## Aim of the task
Copy out the records word for word, beginning at the line containing "Can you spot the black" and ending after the line containing "x=552, y=122".

(Records from a data source)
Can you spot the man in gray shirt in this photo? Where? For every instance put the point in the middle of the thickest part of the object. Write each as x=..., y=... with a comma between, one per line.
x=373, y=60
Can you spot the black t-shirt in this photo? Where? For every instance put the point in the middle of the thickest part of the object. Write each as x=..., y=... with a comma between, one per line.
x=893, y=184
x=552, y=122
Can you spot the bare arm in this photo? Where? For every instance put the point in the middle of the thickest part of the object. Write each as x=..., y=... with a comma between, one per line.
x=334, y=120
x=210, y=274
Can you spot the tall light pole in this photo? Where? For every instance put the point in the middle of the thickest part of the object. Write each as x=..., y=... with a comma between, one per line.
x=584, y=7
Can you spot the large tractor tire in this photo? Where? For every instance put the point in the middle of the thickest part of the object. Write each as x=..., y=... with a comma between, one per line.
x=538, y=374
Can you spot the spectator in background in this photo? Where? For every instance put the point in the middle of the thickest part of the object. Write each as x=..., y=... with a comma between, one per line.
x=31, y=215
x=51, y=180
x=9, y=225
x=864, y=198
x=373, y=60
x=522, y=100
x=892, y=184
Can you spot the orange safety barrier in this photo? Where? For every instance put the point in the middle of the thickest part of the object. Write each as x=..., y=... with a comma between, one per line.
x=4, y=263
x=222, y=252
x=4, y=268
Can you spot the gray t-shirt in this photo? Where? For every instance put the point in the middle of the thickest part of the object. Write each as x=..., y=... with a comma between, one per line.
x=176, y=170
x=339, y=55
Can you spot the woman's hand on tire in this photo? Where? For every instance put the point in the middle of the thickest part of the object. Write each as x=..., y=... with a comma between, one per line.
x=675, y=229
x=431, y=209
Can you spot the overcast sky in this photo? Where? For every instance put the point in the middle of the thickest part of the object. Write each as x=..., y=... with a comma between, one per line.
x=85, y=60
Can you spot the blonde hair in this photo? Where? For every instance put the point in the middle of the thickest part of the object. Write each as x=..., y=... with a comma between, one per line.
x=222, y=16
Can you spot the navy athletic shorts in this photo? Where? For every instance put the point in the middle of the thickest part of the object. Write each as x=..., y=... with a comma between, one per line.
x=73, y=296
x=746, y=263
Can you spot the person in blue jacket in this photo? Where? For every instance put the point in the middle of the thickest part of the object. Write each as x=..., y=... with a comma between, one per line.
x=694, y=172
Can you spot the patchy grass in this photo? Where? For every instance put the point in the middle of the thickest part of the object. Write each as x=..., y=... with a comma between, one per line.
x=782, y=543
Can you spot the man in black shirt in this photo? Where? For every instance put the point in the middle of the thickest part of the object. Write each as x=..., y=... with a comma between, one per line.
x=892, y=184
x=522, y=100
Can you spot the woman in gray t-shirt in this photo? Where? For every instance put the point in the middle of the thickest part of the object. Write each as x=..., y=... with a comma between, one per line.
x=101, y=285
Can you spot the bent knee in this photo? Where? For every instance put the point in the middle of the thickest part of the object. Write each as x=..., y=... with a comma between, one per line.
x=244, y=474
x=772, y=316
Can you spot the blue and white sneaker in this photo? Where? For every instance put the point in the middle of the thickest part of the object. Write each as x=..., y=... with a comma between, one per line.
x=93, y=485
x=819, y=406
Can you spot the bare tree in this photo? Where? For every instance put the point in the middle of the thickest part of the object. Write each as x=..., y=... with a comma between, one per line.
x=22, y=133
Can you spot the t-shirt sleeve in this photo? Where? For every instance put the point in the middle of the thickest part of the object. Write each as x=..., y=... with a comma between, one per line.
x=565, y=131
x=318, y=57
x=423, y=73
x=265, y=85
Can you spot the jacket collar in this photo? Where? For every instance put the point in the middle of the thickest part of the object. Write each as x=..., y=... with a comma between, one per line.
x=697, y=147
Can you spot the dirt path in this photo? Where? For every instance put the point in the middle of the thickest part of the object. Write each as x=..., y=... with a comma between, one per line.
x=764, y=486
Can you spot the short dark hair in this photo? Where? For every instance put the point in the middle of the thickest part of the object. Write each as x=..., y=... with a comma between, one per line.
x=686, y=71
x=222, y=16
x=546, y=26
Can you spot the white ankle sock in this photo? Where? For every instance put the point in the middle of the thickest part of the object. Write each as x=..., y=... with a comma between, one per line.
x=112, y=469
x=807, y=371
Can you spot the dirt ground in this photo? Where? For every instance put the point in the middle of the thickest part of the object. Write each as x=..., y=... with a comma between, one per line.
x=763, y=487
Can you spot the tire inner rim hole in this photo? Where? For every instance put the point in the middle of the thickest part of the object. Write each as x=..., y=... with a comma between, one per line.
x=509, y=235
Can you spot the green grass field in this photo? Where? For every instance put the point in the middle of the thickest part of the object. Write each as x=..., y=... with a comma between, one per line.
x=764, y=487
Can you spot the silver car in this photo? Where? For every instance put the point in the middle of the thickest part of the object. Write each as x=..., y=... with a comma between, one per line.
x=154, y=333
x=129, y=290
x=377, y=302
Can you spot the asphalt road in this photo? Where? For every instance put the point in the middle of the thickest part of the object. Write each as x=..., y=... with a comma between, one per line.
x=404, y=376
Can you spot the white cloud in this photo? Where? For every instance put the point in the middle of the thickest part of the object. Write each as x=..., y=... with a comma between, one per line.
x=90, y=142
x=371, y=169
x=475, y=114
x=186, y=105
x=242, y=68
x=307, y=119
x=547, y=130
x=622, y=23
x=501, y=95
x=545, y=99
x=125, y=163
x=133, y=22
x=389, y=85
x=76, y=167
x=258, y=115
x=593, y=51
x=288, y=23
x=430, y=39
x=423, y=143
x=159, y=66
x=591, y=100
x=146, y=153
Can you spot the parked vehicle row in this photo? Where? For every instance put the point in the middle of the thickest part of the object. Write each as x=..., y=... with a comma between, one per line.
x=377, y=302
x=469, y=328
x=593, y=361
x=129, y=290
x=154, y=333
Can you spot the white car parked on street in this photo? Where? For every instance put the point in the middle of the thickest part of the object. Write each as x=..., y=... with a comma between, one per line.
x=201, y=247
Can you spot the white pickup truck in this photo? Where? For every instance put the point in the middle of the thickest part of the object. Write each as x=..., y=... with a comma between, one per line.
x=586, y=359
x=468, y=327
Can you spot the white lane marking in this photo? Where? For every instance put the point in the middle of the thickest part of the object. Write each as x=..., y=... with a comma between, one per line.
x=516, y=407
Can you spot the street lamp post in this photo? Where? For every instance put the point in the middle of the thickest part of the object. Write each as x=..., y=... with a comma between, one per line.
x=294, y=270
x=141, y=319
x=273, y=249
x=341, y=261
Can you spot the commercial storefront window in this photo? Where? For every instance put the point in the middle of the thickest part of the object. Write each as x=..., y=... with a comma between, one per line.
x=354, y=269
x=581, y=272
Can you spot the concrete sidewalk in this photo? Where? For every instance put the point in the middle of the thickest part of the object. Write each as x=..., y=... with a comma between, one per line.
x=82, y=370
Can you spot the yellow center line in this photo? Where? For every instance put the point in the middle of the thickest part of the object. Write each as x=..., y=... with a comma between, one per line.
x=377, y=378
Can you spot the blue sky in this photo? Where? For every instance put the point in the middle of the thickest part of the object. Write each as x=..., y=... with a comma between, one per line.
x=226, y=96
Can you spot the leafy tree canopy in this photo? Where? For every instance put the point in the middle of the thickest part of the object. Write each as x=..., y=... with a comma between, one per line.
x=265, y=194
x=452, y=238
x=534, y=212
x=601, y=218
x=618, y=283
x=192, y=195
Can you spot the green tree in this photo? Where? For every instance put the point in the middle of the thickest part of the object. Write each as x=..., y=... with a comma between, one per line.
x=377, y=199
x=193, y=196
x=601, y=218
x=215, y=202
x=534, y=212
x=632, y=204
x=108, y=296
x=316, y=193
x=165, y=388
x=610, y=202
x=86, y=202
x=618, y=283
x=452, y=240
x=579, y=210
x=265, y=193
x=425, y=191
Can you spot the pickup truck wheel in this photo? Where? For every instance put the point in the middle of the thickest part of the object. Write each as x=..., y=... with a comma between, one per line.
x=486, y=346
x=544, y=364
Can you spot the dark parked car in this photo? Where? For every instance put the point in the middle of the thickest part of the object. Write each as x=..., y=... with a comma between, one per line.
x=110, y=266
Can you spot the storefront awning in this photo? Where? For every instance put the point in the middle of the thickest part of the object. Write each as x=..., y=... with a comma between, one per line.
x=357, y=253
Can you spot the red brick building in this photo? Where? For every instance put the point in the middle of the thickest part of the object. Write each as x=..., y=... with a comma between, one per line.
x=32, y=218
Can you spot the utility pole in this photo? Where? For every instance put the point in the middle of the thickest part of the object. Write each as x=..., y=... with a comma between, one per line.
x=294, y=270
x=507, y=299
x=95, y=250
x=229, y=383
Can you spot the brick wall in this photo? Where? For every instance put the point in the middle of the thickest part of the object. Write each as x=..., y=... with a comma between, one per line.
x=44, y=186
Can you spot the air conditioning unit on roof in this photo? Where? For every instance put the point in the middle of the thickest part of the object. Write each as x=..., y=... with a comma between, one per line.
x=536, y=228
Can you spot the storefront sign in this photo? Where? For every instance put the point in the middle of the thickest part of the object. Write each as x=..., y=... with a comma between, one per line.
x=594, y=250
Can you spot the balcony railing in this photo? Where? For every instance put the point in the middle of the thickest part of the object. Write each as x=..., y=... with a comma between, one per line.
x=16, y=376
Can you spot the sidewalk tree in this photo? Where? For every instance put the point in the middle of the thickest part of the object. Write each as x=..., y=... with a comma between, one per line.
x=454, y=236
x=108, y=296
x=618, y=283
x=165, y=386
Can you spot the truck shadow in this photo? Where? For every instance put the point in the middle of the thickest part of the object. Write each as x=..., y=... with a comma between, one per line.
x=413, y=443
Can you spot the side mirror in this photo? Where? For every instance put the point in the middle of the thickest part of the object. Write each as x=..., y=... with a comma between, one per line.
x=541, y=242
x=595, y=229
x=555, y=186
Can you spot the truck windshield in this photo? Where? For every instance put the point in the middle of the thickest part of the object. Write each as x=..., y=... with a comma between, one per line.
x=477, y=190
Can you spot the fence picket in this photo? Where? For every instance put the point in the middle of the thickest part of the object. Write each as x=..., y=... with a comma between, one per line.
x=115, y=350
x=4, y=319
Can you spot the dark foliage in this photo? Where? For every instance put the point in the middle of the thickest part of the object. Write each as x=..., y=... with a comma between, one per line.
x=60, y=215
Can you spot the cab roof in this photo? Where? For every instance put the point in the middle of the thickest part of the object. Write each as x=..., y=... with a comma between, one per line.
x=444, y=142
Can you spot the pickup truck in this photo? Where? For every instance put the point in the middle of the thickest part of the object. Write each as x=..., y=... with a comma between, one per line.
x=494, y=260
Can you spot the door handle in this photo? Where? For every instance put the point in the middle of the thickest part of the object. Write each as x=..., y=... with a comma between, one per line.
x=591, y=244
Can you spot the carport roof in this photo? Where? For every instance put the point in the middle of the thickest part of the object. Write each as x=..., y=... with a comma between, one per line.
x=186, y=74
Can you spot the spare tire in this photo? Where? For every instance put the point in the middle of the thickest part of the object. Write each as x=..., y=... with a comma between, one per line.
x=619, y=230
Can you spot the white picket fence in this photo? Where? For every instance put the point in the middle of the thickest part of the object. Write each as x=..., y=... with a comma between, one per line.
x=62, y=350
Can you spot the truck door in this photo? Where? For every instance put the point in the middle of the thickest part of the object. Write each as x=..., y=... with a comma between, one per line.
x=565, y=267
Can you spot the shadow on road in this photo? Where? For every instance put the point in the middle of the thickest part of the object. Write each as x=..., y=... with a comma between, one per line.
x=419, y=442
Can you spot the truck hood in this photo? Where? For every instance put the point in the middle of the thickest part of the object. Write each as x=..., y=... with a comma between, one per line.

## Problem solution
Can you spot the black t-shirt in this photo? Where? For every instance put the point in the middle of the thickest part of the object. Write each as x=..., y=... with a comma between, one per line.
x=893, y=184
x=552, y=122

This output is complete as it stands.